**Tarefa breve:** Escreva a continuação da crítica sobre o filme “Tiranossauro”, começando logo depois da última frase do trecho abaixo.

**Trecho selecionado:**
|---|

Cinema com Rapadura

OPINIÃO   sábado, 02 de junho de 2012

Tiranossauro: vidas devastadas compõem drama impecável

Peter Mullan e Olivia Colman estão soberbos em filme dirigido pelo ator Paddy Considine.

Muitas tramas dramáticas são revisitadas frequentemente pelo cinema. O que os diferencia, geralmente, é o impacto que causa durante a jornada de seus personagens e a relação destes criadas com o espectador. É importante também verificar como o melodrama é dosado, sem comprometer o resultado final da película com excessos. Bons dramas são aqueles que se utilizam de um argumento simples para mostrar recortes de vidas atribuladas, sem moralismo. “Tiranossauro”, primeiro longa como diretor de Paddy Considine, tem um texto poderoso e bem interpretado pelo elenco, que dribla os clichês e envolve o público naqueles cotidianos podres e sofredores.

O roteiro, também de autoria de Considine, narra a trajetória de Joseph (Peter Mullan), um viúvo desempregado e bêbado, cujo temperamento o transforma em uma pessoa de poucos amigos. Sua vida, aparentemente abalada por perdas e desgostos, muda quando ele conhece Hannah (Olivia Colman), uma cristã que trabalha em uma loja de caridade, aparentemente feliz e disposta a ajudar os outros. Dois universos tão diferentes passam a se completar de maneira esquisita, porém sempre sincera, e descobrimos, ao longo da projeção, que a vida aparente dos personagens esconde mistérios e mudanças. Completa o elenco o sempre competente Eddie Marsan, como o marido agressivo de Hannah.

|---|

**Dados fornecidos:**
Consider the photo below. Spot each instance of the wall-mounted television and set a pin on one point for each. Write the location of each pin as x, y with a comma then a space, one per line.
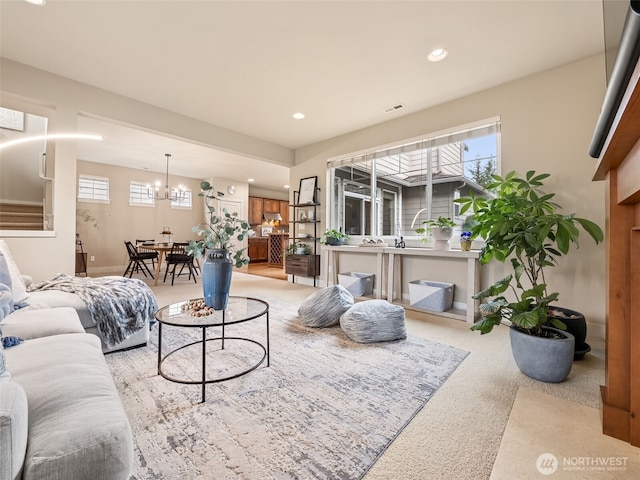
622, 50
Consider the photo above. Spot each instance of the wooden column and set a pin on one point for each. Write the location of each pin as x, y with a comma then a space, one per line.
619, 166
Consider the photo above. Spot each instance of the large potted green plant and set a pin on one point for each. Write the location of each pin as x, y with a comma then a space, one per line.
219, 248
521, 223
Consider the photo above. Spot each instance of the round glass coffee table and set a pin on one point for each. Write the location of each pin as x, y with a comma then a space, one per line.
193, 314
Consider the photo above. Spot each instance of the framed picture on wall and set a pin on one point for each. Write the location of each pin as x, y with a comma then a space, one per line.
308, 190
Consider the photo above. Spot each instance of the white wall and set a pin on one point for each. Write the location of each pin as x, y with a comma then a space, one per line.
23, 87
547, 123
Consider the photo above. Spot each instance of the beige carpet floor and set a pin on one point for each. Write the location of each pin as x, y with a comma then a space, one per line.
458, 434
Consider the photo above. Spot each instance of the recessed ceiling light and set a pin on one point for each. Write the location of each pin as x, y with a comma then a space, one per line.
438, 54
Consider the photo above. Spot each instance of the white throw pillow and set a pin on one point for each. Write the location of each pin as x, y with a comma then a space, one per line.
374, 321
324, 307
18, 290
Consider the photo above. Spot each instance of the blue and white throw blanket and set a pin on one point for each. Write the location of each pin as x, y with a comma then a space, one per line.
119, 306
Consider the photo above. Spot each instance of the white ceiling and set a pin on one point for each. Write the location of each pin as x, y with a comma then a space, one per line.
249, 65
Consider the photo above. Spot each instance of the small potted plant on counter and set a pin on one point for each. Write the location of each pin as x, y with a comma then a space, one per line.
465, 241
334, 237
441, 230
297, 248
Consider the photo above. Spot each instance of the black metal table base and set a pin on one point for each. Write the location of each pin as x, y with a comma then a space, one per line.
204, 381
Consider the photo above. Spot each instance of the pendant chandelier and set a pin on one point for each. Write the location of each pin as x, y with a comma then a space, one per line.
176, 194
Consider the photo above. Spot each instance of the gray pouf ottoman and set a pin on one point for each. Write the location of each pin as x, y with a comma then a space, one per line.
374, 321
324, 307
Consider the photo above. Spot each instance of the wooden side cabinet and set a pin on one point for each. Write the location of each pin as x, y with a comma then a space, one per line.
302, 265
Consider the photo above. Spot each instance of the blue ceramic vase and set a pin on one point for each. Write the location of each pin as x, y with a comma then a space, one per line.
216, 278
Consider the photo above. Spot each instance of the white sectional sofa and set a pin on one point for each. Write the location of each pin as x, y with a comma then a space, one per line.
129, 302
61, 417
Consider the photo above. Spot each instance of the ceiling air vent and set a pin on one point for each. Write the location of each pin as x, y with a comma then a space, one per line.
393, 108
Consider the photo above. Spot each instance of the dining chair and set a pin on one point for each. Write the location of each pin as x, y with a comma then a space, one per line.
136, 261
146, 253
179, 256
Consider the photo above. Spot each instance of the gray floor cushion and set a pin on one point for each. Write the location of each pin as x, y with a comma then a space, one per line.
324, 307
374, 321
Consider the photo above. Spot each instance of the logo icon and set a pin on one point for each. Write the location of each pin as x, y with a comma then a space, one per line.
547, 463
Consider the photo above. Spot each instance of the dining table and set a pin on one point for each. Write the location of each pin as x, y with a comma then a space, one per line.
161, 248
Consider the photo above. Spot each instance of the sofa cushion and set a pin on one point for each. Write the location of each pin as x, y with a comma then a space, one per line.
324, 307
18, 289
28, 324
57, 298
374, 321
6, 296
3, 363
77, 425
13, 429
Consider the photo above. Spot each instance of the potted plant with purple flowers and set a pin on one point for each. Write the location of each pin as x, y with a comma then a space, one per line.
465, 241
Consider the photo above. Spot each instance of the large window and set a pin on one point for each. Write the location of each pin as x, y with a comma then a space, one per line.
93, 189
391, 190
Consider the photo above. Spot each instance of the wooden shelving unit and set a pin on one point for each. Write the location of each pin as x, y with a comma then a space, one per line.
303, 215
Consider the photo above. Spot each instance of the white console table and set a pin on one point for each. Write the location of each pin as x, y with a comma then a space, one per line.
393, 258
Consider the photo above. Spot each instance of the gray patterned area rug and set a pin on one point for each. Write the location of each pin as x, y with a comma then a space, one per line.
325, 408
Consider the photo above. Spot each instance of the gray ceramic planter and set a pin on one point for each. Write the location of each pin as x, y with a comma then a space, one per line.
544, 359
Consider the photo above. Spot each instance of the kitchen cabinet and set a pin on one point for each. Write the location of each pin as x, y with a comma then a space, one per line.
270, 205
258, 249
256, 210
284, 212
277, 244
258, 206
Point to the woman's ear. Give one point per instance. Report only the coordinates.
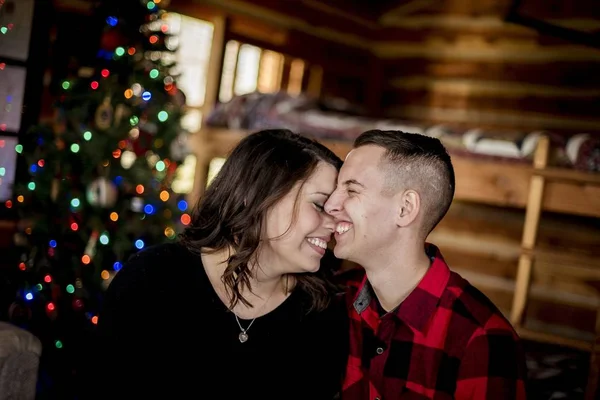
(409, 205)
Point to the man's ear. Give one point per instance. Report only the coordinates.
(409, 205)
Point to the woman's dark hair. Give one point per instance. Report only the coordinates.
(263, 168)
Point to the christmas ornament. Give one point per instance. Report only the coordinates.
(102, 193)
(104, 115)
(180, 147)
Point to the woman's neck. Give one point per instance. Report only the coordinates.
(264, 294)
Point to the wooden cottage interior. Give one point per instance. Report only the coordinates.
(525, 233)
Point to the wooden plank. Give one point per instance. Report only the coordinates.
(565, 74)
(502, 119)
(551, 105)
(554, 339)
(573, 198)
(491, 182)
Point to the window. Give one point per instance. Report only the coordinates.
(193, 40)
(248, 68)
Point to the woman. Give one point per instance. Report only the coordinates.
(238, 308)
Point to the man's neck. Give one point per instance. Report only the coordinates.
(394, 279)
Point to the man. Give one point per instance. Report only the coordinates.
(417, 330)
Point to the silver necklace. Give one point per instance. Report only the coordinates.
(243, 336)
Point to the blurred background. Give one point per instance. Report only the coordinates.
(115, 116)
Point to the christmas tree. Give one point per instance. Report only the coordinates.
(98, 185)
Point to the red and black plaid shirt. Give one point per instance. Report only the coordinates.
(446, 340)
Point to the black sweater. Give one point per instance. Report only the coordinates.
(164, 333)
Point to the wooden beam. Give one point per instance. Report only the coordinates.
(480, 51)
(403, 10)
(575, 75)
(514, 119)
(288, 21)
(490, 88)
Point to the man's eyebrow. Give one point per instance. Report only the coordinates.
(353, 182)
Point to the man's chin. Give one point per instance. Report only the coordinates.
(341, 252)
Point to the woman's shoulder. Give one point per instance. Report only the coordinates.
(157, 265)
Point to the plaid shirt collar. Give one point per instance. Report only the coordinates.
(416, 310)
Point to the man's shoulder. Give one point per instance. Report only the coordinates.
(468, 301)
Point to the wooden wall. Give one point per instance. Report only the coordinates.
(461, 63)
(333, 45)
(451, 61)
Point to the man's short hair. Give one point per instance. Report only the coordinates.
(419, 162)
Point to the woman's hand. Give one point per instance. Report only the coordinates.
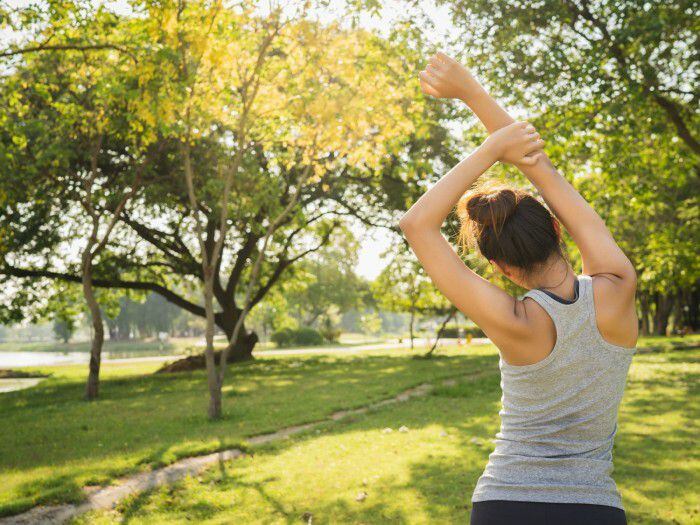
(444, 77)
(517, 143)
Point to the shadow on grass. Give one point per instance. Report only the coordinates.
(657, 435)
(156, 419)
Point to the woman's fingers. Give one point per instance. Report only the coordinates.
(533, 145)
(437, 64)
(530, 160)
(430, 68)
(428, 89)
(443, 57)
(429, 78)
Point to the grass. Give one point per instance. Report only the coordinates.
(126, 348)
(59, 444)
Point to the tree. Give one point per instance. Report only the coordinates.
(325, 281)
(403, 286)
(158, 247)
(88, 100)
(613, 85)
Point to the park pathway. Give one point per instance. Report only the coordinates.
(108, 497)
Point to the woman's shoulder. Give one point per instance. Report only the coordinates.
(615, 309)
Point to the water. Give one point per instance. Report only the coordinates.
(24, 359)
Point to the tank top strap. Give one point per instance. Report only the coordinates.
(567, 314)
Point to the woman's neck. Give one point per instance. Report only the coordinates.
(557, 277)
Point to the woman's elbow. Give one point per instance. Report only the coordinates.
(407, 223)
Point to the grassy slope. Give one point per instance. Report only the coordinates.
(58, 443)
(54, 443)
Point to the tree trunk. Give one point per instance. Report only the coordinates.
(663, 310)
(243, 349)
(645, 327)
(214, 411)
(92, 386)
(693, 313)
(447, 319)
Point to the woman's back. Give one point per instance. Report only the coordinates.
(559, 415)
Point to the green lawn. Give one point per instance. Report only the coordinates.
(58, 443)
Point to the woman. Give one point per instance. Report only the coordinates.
(565, 346)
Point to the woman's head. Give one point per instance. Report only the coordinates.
(511, 228)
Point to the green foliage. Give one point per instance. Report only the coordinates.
(303, 336)
(64, 329)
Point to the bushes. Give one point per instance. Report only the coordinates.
(451, 331)
(304, 336)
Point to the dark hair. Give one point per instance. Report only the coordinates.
(508, 225)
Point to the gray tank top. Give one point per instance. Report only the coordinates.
(559, 415)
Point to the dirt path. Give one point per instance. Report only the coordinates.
(108, 497)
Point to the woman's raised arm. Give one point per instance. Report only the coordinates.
(446, 78)
(485, 303)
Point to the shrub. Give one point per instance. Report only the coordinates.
(451, 331)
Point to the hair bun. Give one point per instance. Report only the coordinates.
(491, 207)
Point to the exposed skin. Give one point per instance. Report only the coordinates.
(522, 330)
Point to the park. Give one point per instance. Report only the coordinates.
(209, 310)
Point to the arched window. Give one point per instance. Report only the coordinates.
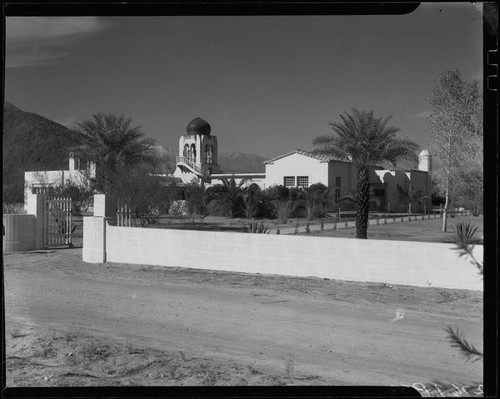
(193, 153)
(208, 154)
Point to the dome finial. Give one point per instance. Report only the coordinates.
(198, 126)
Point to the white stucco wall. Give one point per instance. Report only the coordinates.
(296, 165)
(345, 171)
(392, 262)
(53, 178)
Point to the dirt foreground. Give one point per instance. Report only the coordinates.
(70, 323)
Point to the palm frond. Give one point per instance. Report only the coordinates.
(458, 341)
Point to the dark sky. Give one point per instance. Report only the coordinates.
(267, 84)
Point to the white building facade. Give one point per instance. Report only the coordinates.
(197, 162)
(78, 173)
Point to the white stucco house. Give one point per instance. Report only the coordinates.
(299, 168)
(78, 172)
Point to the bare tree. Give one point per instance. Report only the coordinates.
(456, 129)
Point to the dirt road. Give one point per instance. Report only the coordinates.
(240, 329)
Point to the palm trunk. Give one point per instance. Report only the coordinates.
(362, 203)
(445, 212)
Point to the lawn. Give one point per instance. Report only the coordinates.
(421, 230)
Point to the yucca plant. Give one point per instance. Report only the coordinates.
(464, 234)
(465, 231)
(464, 239)
(255, 227)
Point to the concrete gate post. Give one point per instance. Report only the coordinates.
(94, 229)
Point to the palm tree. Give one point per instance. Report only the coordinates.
(411, 196)
(313, 195)
(113, 144)
(366, 142)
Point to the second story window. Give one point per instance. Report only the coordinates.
(303, 181)
(289, 181)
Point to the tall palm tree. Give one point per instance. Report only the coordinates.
(113, 144)
(411, 196)
(231, 194)
(366, 142)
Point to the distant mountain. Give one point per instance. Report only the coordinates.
(238, 162)
(167, 158)
(32, 142)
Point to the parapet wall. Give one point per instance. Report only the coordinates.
(392, 262)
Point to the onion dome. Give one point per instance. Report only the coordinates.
(198, 126)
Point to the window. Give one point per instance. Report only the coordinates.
(289, 181)
(39, 189)
(303, 181)
(337, 194)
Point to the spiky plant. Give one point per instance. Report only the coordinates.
(464, 240)
(365, 141)
(255, 227)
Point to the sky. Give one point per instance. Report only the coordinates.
(266, 84)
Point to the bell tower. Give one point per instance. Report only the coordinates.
(197, 152)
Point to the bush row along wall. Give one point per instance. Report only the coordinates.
(392, 262)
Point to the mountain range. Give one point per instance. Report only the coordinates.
(33, 142)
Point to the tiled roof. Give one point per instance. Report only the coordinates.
(322, 158)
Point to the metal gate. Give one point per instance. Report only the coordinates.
(58, 222)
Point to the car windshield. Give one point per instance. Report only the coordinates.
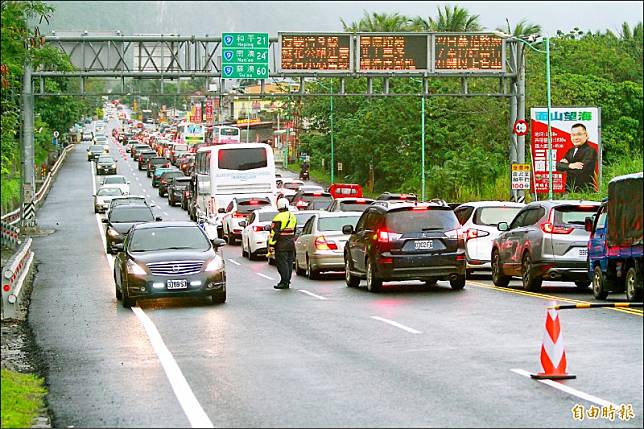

|---|

**Resultado:**
Considine transforma Joseph não apenas em um velho ranzinza, mas em um homem que tenta esconder sua sensibilidade após tanta decepção vivida, tendo raiva de absolutamente tudo e todos. Esse espectro do personagem se abala com a chegada da doce Hannah, que vive um relacionamento sem a perspectiva de se tornar mãe e sem compartilhar prazer com o marido James, que a violenta verbalmente, fisicamente e sexualmente. A entrada de Joseph na vida de Hannah também a transforma, já que ele é descrente de todos os argumentos religiosos e sociais da moça. Essa ruptura em ambos os aproxima e cria uma relação peculiar, que não chega ao romance, mas também não fica apenas na amizade. É uma espécie de cumplicidade e compreensão.

Por realizar uma mescla de situações e sensações dos personagens, em que a realidade crua incomoda durante o filme inteiro, desde a relação de Joseph com os vizinhos, até a introspecção raivosa de Hannah acerca de sua situação conjugal, Considine entrega dois personagens gigantes a Peter Mullan e Olivia Colman, que estão impecáveis no longa. Eles não levam o espectador a tomar partido de suas atitudes, nem mesmo a assistir passivamente a tudo que é jogado em tela. Os atores dão espaço ao público para perceber que aquele recorte de suas vidas é uma cruel possibilidade e que cada um possui suas mazelas, tristezas e raivas.

Na cadeira de diretor, Considine mostra tato ao lidar com histórias fortes e, principalmente, ao trabalhar com todo o seu elenco, até mesmo com os personagens que pouco aparecem em tela. Para ele, o que importa é a composição real como um todo daquele universo deteriorado e um tanto quanto mórbido. O acompanhamento das belíssimas fotografia e trilha sonora também auxiliam a criar um mundo violento, com personagens que erram, se sabotam e são vulneráveis. O resultado rendeu o prêmio Bafta de Melhor Filme do ano passado, sendo uma verdadeira surpresa sua ausência na lista do último Oscar.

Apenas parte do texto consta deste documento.